Your task: Transcribe all the entries word for word, but omit the images.
* Start Data supplied *
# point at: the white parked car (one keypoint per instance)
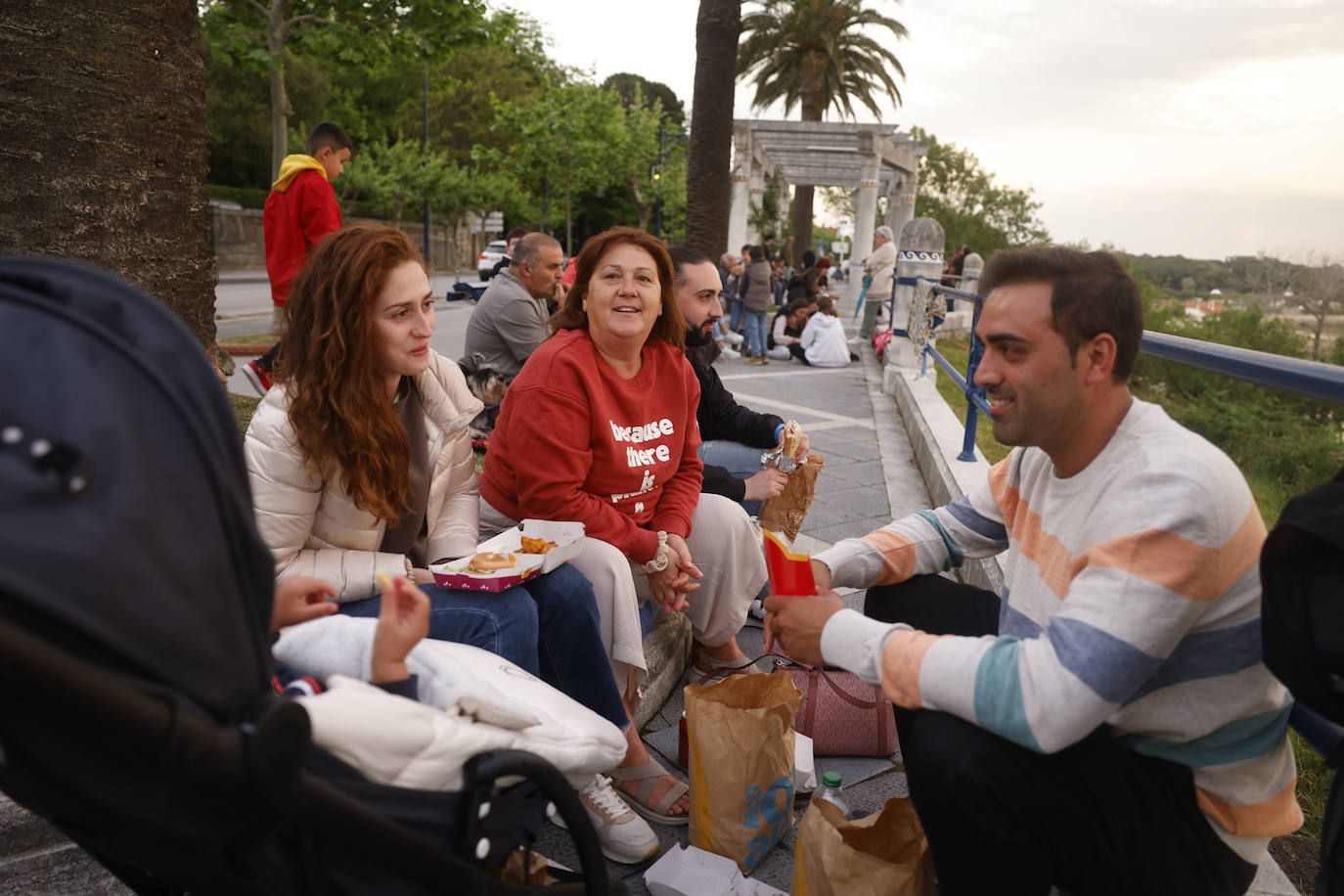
(493, 252)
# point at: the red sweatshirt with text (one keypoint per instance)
(300, 209)
(577, 442)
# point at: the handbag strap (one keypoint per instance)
(859, 702)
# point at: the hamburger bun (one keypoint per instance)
(791, 438)
(489, 561)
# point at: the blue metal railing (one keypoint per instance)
(1324, 381)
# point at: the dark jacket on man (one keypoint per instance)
(719, 417)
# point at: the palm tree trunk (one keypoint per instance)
(708, 179)
(111, 103)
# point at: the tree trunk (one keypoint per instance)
(708, 177)
(107, 157)
(280, 108)
(811, 101)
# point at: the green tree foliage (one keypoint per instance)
(563, 144)
(956, 191)
(351, 31)
(818, 54)
(1282, 442)
(637, 90)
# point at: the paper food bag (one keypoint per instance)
(786, 511)
(880, 855)
(740, 751)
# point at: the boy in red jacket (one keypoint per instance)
(301, 209)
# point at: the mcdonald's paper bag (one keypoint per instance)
(880, 855)
(786, 511)
(740, 765)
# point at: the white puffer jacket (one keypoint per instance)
(313, 528)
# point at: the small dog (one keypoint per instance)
(489, 385)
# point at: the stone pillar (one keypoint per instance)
(739, 214)
(970, 270)
(902, 211)
(919, 254)
(865, 214)
(755, 191)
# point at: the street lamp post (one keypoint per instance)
(657, 175)
(425, 147)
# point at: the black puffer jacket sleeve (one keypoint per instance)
(721, 417)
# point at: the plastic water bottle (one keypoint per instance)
(829, 791)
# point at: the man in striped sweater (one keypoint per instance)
(1106, 723)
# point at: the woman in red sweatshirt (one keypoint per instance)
(600, 427)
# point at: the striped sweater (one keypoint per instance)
(1131, 601)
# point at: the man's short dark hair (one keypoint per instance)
(686, 256)
(1091, 293)
(528, 248)
(328, 135)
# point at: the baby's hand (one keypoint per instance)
(402, 622)
(298, 600)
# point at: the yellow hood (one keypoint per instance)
(291, 166)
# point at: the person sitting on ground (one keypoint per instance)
(754, 289)
(879, 267)
(510, 244)
(300, 209)
(509, 321)
(360, 463)
(1105, 723)
(733, 437)
(601, 427)
(823, 338)
(786, 331)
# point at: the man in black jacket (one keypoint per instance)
(733, 437)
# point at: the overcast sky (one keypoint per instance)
(1207, 128)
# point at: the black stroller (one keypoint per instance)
(136, 711)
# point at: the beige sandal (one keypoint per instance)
(648, 776)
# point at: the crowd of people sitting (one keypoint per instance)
(362, 471)
(363, 478)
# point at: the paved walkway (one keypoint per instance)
(870, 477)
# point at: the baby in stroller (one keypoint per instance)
(136, 598)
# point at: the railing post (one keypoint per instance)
(970, 272)
(918, 254)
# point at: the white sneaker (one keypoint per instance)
(622, 834)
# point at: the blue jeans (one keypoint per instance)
(755, 334)
(742, 461)
(547, 626)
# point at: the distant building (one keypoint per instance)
(1197, 309)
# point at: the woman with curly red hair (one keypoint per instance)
(360, 463)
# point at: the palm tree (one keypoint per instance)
(708, 180)
(813, 54)
(112, 109)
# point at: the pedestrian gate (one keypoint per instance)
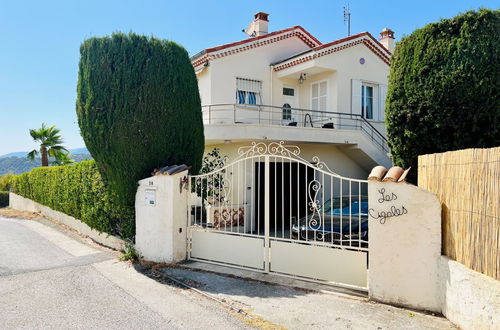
(272, 211)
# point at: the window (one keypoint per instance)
(287, 112)
(248, 91)
(318, 97)
(288, 91)
(367, 101)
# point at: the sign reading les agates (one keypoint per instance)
(391, 211)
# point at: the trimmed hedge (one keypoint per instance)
(4, 198)
(78, 191)
(444, 88)
(138, 108)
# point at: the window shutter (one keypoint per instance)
(383, 95)
(356, 96)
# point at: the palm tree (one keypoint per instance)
(50, 143)
(63, 158)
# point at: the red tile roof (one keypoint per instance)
(305, 36)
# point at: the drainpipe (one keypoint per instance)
(271, 68)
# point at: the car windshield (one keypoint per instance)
(345, 205)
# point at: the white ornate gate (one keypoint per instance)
(272, 211)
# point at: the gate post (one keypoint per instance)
(405, 245)
(266, 214)
(160, 217)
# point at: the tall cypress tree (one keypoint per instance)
(138, 108)
(444, 88)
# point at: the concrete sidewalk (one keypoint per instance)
(298, 308)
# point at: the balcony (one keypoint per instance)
(293, 118)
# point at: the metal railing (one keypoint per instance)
(292, 117)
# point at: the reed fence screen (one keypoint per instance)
(467, 182)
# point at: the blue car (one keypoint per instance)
(344, 219)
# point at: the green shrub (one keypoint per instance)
(78, 191)
(444, 91)
(4, 198)
(138, 108)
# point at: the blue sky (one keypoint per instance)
(39, 42)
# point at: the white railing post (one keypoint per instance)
(266, 214)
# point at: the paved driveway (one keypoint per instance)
(51, 281)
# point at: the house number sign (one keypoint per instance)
(391, 212)
(150, 195)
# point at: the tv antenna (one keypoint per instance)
(347, 19)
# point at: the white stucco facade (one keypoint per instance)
(245, 86)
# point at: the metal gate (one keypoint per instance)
(272, 211)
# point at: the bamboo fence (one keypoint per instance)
(467, 182)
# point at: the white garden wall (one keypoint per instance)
(406, 266)
(405, 245)
(469, 299)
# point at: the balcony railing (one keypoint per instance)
(293, 117)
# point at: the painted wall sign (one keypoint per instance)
(150, 195)
(391, 212)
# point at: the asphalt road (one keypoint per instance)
(49, 280)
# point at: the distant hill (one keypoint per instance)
(22, 154)
(18, 165)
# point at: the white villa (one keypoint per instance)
(328, 99)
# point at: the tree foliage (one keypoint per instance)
(50, 143)
(138, 108)
(444, 87)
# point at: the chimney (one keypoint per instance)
(259, 26)
(387, 39)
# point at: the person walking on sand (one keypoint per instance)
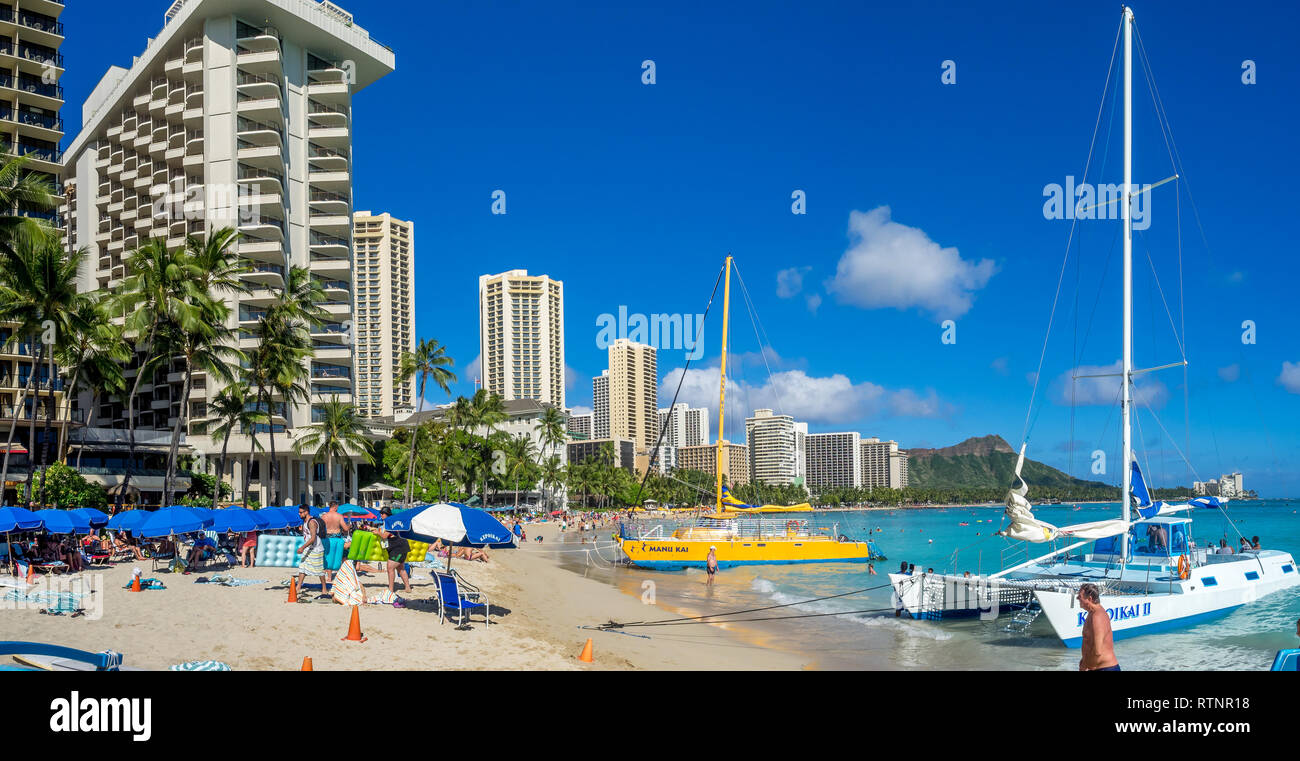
(398, 548)
(1099, 645)
(312, 550)
(334, 526)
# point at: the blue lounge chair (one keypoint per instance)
(458, 595)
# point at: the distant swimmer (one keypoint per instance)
(1099, 645)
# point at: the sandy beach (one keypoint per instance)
(537, 610)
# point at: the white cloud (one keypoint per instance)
(789, 282)
(889, 264)
(1290, 377)
(833, 400)
(1105, 390)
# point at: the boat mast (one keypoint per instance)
(1126, 410)
(722, 389)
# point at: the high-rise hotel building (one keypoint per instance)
(384, 316)
(684, 426)
(30, 125)
(833, 459)
(238, 113)
(776, 448)
(883, 465)
(521, 336)
(633, 393)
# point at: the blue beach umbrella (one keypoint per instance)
(203, 514)
(96, 518)
(168, 522)
(18, 519)
(273, 519)
(63, 520)
(453, 523)
(237, 519)
(128, 520)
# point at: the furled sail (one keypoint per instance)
* End Data supplied *
Final result:
# point at: the white parked car (one keypoint per instance)
(493, 252)
# point at: the red sweatshirt with text (one keypoint per instance)
(300, 209)
(577, 442)
# point at: the handbag strap (one keypoint per instance)
(859, 702)
# point at: the hamburger bun (one keypoint per instance)
(791, 438)
(489, 561)
# point at: the blue metal railing (one keypoint per instance)
(1324, 381)
# point at: the dark jacket on man (one keypoint per instance)
(719, 417)
# point at: the palm tree trunk (one keypoint per instance)
(708, 179)
(111, 103)
# point at: the tree trunk (one keypoint per instance)
(708, 177)
(107, 157)
(280, 108)
(811, 101)
# point at: the green tree foliage (one keypoint per instance)
(563, 144)
(956, 191)
(351, 31)
(818, 54)
(1282, 442)
(637, 90)
# point at: the paper food bag (one keypoint per instance)
(786, 511)
(880, 855)
(740, 751)
# point at: the boy in red jacket (one keypoint per instance)
(301, 209)
# point at: the mcdonald's paper bag (one keypoint per instance)
(880, 855)
(786, 511)
(740, 765)
# point at: the white puffer jacket (one keypoint per instance)
(313, 528)
# point at: the small dog (one keypoint per instance)
(489, 385)
# point at: the stone pillar (one keypoint per instance)
(739, 214)
(970, 270)
(902, 211)
(919, 254)
(865, 214)
(755, 191)
# point at: the street lamp post (one keypoint per instance)
(657, 175)
(425, 147)
# point at: the black puffer jacket sleeve (one keypoint per instance)
(721, 417)
# point at: the plastic water bottle (one keypoint per instance)
(829, 791)
# point at: the man in striped sweater (one keypoint per instance)
(1106, 723)
# point at: the woman in red sweatshirt (one keypoint per instance)
(600, 427)
# point at: the striped sweater (one keypoint per instance)
(1131, 601)
# point at: the man's short dark hair (one keypoint per instance)
(686, 256)
(1091, 293)
(528, 248)
(328, 135)
# point at: the baby's hand (one keypoint per instance)
(402, 622)
(298, 600)
# point at: the yellow hood (one keypoint per instance)
(291, 166)
# point at: the person sitting on ground (one keypoint per instance)
(754, 289)
(879, 267)
(510, 244)
(300, 209)
(509, 321)
(360, 463)
(1105, 723)
(733, 437)
(601, 427)
(823, 338)
(786, 331)
# point at: the man in black jacket (one keypoint per instance)
(733, 437)
# point at: the overcast sky (one keypoint per instance)
(1207, 128)
# point at: the black stroller (one keypoint per instance)
(136, 711)
# point at: the beige sandal (one keypoint per instance)
(648, 776)
# point at: the crowd of people sitting (one keypoint per instance)
(362, 471)
(363, 478)
# point at: the paved walkway (one keypoint per instance)
(870, 477)
# point at: the baby in stroller (one keypoint per instance)
(136, 598)
# point at: the railing post (one keypoint per instance)
(970, 272)
(918, 254)
# point at: the white sneaker (one keypoint per instance)
(622, 834)
# point at: the blue jeans (one keypoint per instance)
(755, 334)
(742, 461)
(547, 626)
# point at: the distant building (one keypoint per instance)
(1197, 309)
# point at: the woman with curly red hair (one keypoint per instance)
(360, 463)
# point at: the palm tree (one keypoint per instance)
(708, 180)
(813, 54)
(112, 109)
# point at: the pedestrian gate (one keypoint per instance)
(272, 211)
# point at: the window (one keypoint per instance)
(287, 112)
(248, 91)
(318, 97)
(288, 91)
(367, 101)
# point at: the sign reading les agates (one keypoint per instance)
(391, 211)
# point at: the trimmed hedge (one keypoint per instance)
(4, 198)
(78, 191)
(444, 88)
(138, 108)
# point at: the window shutter (one keypoint per instance)
(383, 95)
(356, 96)
# point at: the palm tree (one keypoint per instance)
(50, 143)
(63, 158)
# point at: the red tile roof (one keypoint per instance)
(305, 36)
# point at: the drainpipe (one keypoint per instance)
(271, 68)
# point at: the car windshield (one keypoint per instance)
(345, 205)
# point at: the white ornate gate (one keypoint per instance)
(272, 211)
# point at: the gate post (one keypoint per instance)
(405, 245)
(266, 214)
(160, 217)
# point at: the tall cypress tree (one keypoint per instance)
(138, 108)
(444, 88)
# point at: the concrete sidewalk (one keypoint per instance)
(298, 308)
# point at: the balcony (one keypoint per instance)
(293, 118)
# point at: the metal railing (one keypoint per instance)
(292, 117)
# point at: the reed fence screen (one keypoint per instance)
(467, 182)
# point at: the blue car (one keypoint per instance)
(344, 219)
# point at: the green shrub (one keypoint per instance)
(78, 191)
(444, 91)
(4, 198)
(138, 108)
# point at: the blue sky (one keypoint per instance)
(39, 42)
# point at: the white railing post (one keypoint per instance)
(266, 214)
# point at: the paved driveway (one keypoint per instance)
(51, 281)
# point at: the house number sign (one keypoint per instance)
(391, 212)
(150, 195)
# point at: the tv antenna (one keypoint per instance)
(347, 19)
# point at: the white stucco facade (one keypoint per instance)
(245, 86)
# point at: the metal gate (one keypoint per instance)
(272, 211)
# point at: the bamboo fence (one keypoint per instance)
(467, 182)
# point at: the white garden wall (one keypoint per instance)
(406, 266)
(405, 245)
(469, 299)
# point at: the balcony railing (one keypoint per instance)
(293, 117)
# point at: the painted wall sign (one keypoint per instance)
(150, 195)
(391, 212)
# point at: the asphalt road (one keypoint per instance)
(49, 280)
# point at: the distant hill (one keypoint per instance)
(22, 154)
(18, 165)
# point at: the white villa (one keypoint per instance)
(328, 99)
# point at: the tree foliage (one keypoint per instance)
(50, 143)
(138, 108)
(444, 87)
# point at: the chimney (one keypoint per instance)
(259, 26)
(387, 39)
# point at: the person walking on sand (one keypoint per instance)
(398, 548)
(1099, 645)
(312, 550)
(334, 526)
# point at: the blue lounge chair (one keypoint per instance)
(458, 595)
# point at: the distant swimmer (one keypoint per instance)
(1099, 645)
# point at: the sandy beach (one keypoint per instance)
(537, 610)
# point at: the white cloud (one keypoint per instance)
(789, 282)
(889, 264)
(1290, 377)
(833, 400)
(1105, 390)
# point at: the boat mast (one keypoint per instance)
(1126, 410)
(722, 389)
# point at: the high-rise hotel building (one keypoint per instance)
(384, 316)
(684, 426)
(30, 125)
(833, 459)
(238, 113)
(776, 448)
(883, 465)
(521, 336)
(633, 393)
# point at: the blue beach umbrella (one keypoint per instance)
(203, 514)
(96, 518)
(168, 522)
(18, 519)
(273, 519)
(63, 520)
(453, 523)
(237, 519)
(128, 520)
# point at: the furled sail (one keypoint per instance)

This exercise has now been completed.